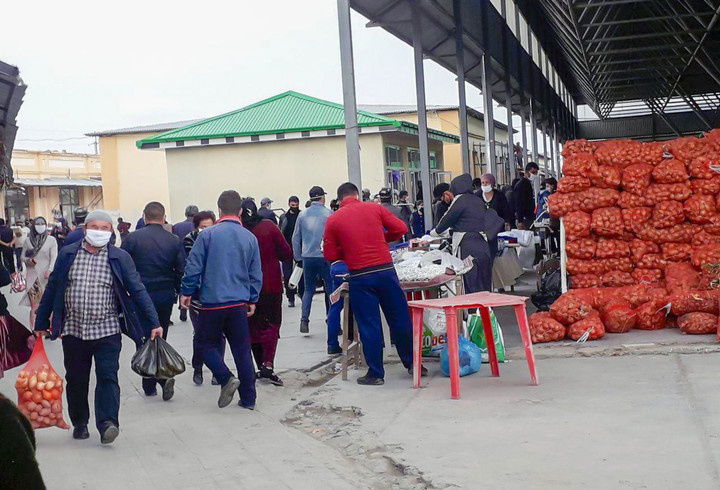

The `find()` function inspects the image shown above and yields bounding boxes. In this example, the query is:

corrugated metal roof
[137,91,457,148]
[14,179,102,187]
[85,119,204,136]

·····

-- Given task --
Can you format the material above as a numbered list with one line per item, skipping the blank lines and leaving out the picture?

-- Exercise response --
1. The `find()` function inspects the image shown above and yields bounding boxes. In this example, the query is:
2. corrugated metal roof
3. [137,91,457,148]
4. [14,179,102,187]
5. [85,119,204,136]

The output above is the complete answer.